Assigned task: From the entries below, print exactly the span beginning with the line holding "Note: for every instance of the mottled" and ending with the line holding "Note: for every instance of the tan downy", endpoints included, and skip any pictures.

[Collected data entries]
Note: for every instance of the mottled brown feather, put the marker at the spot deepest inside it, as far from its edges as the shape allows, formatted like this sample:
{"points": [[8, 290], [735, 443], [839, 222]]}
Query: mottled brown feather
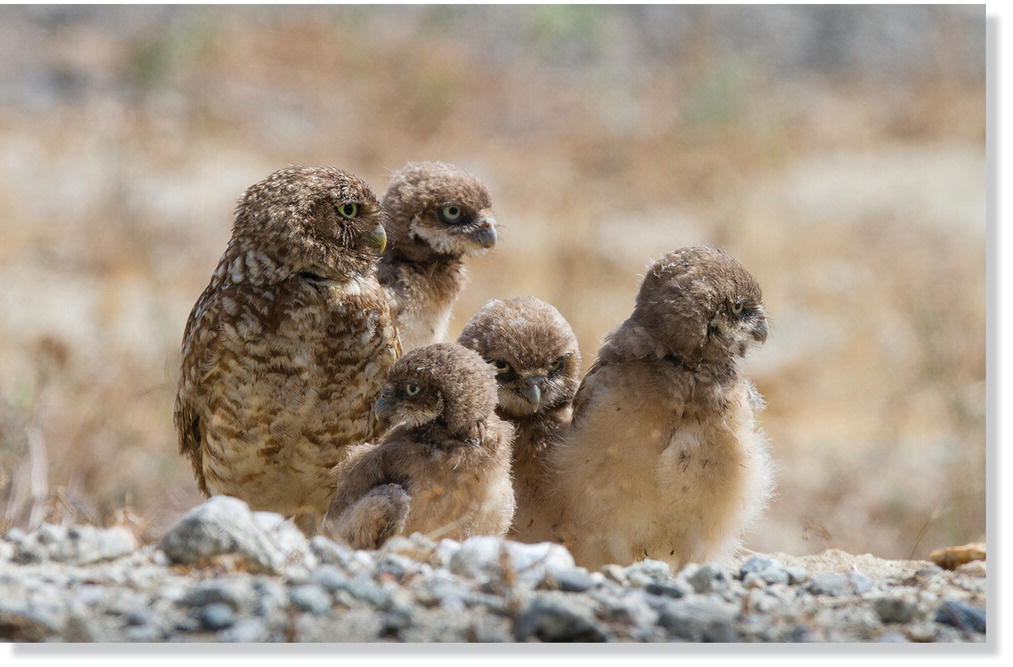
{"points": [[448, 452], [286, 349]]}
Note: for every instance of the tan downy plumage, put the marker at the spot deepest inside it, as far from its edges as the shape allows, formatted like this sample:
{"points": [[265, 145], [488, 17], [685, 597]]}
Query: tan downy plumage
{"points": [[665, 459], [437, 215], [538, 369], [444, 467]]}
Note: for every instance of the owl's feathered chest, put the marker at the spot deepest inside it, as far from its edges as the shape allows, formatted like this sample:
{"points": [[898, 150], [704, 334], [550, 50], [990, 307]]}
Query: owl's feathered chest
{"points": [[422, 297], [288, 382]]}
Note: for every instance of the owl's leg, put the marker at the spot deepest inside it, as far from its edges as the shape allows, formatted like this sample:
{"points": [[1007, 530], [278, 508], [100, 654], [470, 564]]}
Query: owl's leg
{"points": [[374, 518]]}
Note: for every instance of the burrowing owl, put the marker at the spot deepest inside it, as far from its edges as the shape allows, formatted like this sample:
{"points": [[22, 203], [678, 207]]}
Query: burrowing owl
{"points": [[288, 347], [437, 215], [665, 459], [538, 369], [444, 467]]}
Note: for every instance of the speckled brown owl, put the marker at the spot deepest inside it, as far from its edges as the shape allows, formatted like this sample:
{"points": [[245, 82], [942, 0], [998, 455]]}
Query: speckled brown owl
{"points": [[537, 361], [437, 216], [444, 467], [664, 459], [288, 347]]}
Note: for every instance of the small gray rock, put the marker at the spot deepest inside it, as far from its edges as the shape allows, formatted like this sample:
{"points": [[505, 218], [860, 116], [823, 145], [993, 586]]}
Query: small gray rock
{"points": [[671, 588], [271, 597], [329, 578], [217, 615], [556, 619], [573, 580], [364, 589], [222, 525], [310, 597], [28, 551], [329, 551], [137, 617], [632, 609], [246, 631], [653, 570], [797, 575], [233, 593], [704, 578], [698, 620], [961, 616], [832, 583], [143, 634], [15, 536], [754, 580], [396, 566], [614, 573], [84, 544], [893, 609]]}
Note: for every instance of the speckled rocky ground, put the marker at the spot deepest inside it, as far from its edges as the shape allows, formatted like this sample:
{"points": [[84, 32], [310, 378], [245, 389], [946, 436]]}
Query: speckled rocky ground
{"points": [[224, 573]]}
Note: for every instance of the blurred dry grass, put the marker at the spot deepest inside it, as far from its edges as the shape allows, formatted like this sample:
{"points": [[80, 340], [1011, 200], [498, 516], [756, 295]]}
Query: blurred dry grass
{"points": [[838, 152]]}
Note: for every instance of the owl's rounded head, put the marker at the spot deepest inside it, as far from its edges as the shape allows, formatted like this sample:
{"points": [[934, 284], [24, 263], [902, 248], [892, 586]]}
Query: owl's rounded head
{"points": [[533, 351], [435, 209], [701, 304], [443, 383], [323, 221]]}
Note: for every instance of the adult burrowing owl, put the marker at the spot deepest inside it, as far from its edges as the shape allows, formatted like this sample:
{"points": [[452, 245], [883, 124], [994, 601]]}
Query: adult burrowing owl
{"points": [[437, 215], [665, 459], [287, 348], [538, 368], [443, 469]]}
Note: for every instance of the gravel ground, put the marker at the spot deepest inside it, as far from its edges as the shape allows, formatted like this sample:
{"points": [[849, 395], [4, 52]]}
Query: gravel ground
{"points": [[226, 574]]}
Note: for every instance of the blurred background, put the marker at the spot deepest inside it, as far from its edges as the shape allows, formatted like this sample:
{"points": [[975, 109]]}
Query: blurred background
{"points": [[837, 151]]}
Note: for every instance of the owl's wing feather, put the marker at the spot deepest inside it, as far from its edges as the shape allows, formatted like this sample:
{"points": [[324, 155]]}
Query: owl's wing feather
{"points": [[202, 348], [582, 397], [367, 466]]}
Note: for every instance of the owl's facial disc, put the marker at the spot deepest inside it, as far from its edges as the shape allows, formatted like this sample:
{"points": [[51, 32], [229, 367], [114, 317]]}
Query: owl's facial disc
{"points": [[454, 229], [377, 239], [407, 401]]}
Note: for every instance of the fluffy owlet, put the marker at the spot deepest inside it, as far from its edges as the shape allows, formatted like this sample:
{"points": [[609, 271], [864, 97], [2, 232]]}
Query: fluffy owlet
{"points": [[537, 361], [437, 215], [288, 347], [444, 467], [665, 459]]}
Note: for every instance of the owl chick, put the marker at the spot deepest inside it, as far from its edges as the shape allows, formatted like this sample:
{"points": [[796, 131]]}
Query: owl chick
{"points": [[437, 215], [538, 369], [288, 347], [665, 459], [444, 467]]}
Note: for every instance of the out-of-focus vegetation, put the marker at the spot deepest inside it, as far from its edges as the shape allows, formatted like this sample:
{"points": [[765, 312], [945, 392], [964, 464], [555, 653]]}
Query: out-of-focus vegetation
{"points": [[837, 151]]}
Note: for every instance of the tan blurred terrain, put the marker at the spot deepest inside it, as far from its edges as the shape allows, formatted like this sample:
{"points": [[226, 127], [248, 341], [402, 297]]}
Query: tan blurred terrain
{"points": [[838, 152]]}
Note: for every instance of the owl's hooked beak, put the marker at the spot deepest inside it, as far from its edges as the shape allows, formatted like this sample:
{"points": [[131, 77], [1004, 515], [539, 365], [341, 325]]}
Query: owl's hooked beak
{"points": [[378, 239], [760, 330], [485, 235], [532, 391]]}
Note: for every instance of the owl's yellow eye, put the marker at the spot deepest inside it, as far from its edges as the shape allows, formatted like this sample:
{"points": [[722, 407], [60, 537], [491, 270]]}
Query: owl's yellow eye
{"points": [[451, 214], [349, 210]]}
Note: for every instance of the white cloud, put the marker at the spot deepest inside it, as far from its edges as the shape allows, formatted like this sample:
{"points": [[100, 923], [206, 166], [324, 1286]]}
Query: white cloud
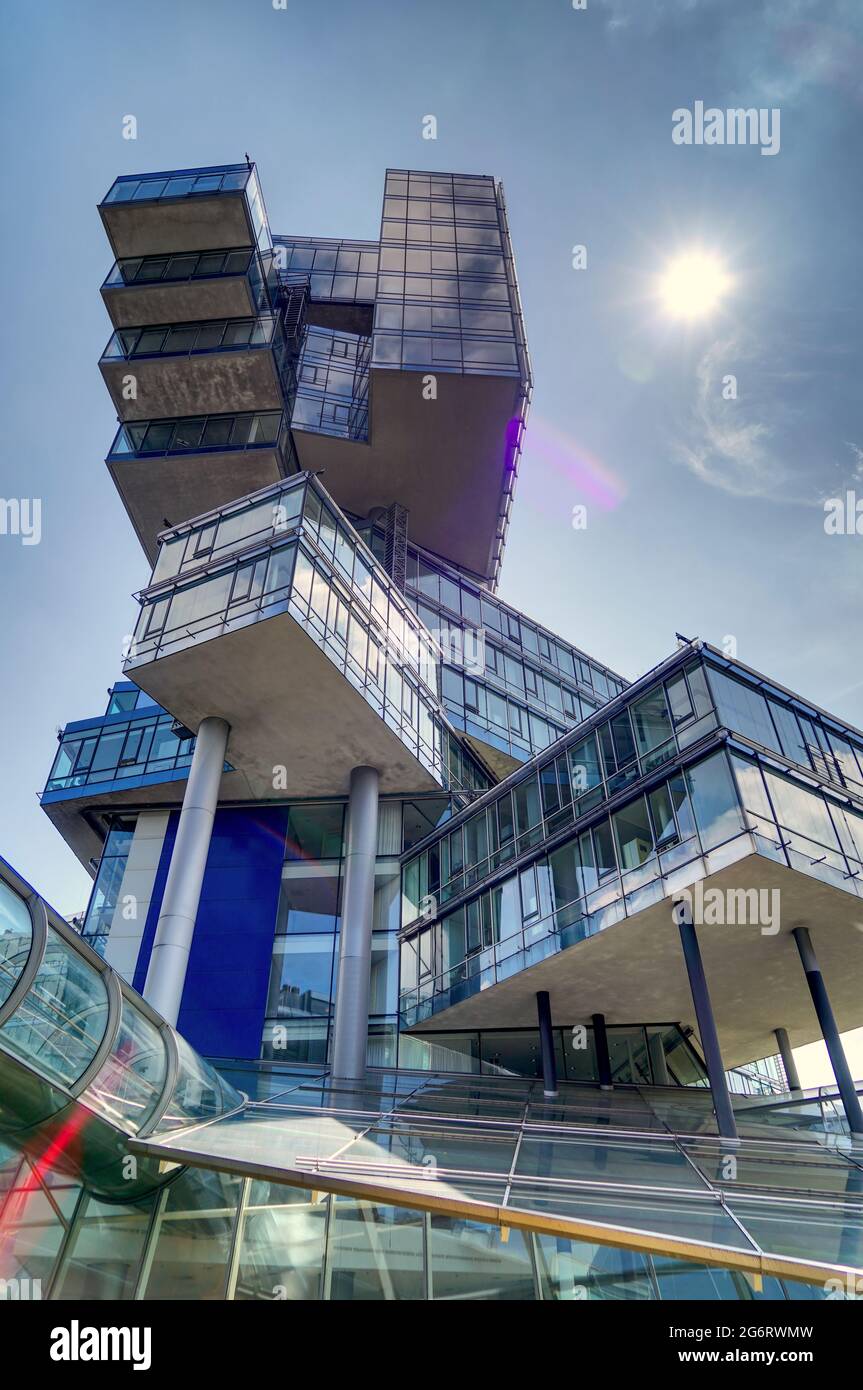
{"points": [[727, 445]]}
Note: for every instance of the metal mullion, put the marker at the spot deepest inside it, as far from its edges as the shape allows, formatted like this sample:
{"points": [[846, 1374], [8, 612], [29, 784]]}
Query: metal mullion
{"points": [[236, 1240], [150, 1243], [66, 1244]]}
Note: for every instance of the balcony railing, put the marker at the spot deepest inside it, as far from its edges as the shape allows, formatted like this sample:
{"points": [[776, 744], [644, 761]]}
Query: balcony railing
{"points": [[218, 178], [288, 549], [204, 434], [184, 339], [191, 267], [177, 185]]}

---

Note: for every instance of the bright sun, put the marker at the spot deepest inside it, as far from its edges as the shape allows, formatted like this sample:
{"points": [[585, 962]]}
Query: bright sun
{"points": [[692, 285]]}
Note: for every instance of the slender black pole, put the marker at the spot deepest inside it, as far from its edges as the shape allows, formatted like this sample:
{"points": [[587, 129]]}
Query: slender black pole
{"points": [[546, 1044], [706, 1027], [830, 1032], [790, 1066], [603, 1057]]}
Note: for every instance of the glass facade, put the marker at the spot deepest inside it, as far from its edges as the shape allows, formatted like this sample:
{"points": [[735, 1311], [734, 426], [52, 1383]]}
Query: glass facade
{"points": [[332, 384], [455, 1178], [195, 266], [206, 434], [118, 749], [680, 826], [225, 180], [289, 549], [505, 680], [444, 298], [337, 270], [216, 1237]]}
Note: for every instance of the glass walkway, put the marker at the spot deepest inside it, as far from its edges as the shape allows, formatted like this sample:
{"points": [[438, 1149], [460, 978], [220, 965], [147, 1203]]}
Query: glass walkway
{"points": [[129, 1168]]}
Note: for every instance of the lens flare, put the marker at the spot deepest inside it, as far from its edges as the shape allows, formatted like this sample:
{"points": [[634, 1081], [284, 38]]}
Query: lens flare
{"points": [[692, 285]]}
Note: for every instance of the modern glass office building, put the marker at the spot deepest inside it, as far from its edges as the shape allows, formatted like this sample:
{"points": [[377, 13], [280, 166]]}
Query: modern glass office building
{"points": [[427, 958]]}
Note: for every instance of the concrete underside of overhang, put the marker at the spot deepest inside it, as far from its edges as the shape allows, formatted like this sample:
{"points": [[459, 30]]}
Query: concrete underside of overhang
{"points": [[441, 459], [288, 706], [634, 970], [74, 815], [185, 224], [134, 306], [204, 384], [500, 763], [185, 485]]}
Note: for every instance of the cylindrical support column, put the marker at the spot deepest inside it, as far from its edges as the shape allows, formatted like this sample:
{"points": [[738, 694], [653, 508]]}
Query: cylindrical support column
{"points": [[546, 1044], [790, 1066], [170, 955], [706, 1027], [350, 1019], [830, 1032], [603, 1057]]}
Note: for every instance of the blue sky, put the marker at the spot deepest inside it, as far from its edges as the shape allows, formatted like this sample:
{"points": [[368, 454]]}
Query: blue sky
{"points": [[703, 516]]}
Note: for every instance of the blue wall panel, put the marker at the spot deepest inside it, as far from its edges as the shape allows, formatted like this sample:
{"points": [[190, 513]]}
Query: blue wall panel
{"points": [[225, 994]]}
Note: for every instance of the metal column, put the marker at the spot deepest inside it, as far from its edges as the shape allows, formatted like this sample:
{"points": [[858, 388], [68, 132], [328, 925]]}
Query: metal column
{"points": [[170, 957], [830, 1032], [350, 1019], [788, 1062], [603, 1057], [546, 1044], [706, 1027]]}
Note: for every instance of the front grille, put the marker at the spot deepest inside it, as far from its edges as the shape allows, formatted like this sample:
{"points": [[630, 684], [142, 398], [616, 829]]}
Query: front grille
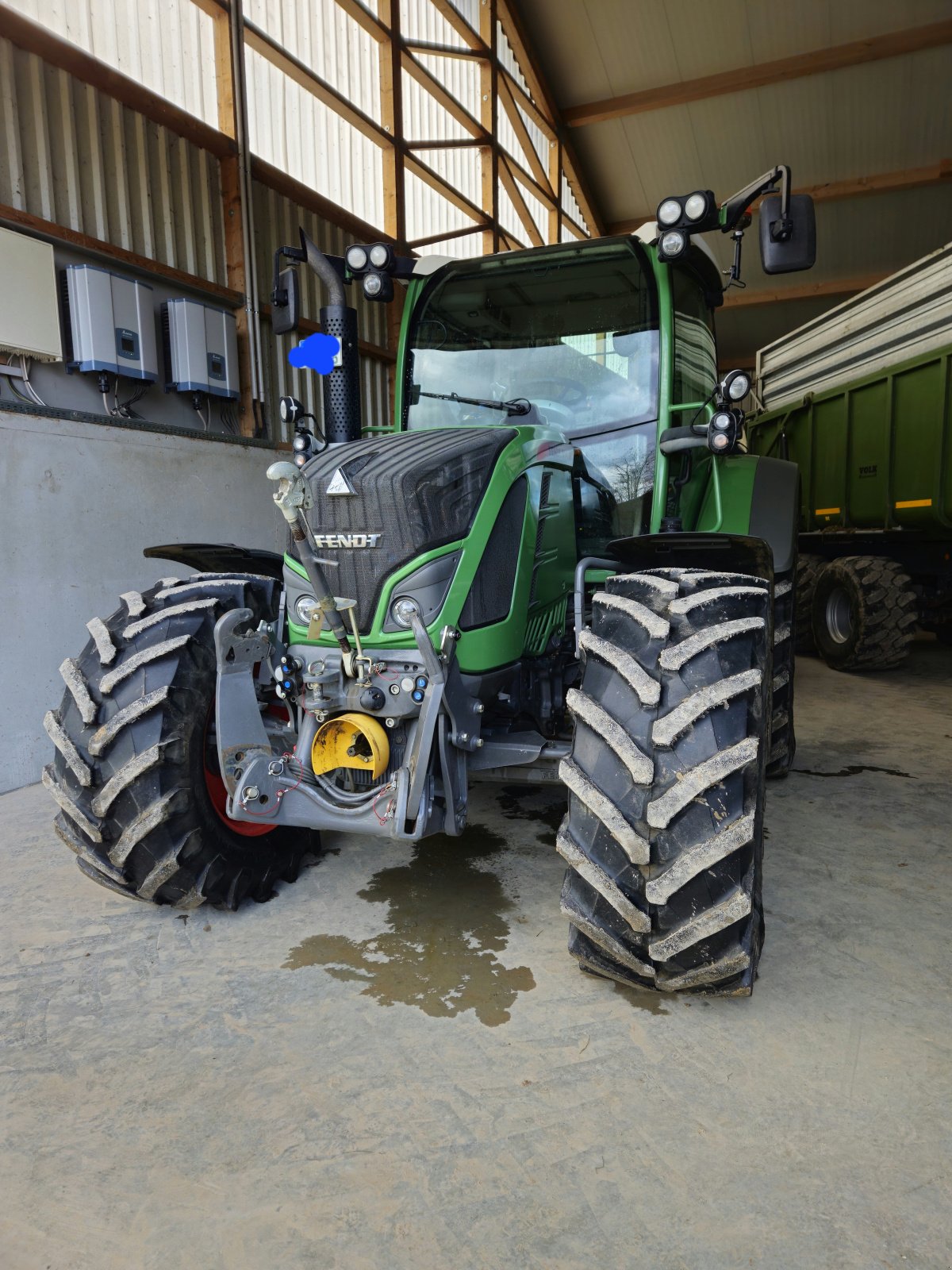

Output of the task:
Note: for every instance of the mottled brown feather, put the marker at the spot deepest inside it, as far from its edges as the shape allows, formatted like this sample:
{"points": [[8, 290], [735, 443], [839, 222]]}
Query: mottled brown feather
{"points": [[448, 452], [286, 349]]}
Note: for every instance of the tan downy plumage, put the marker at the spot deepest inside it, as far from its edges as the shape allows, formatted like this sample:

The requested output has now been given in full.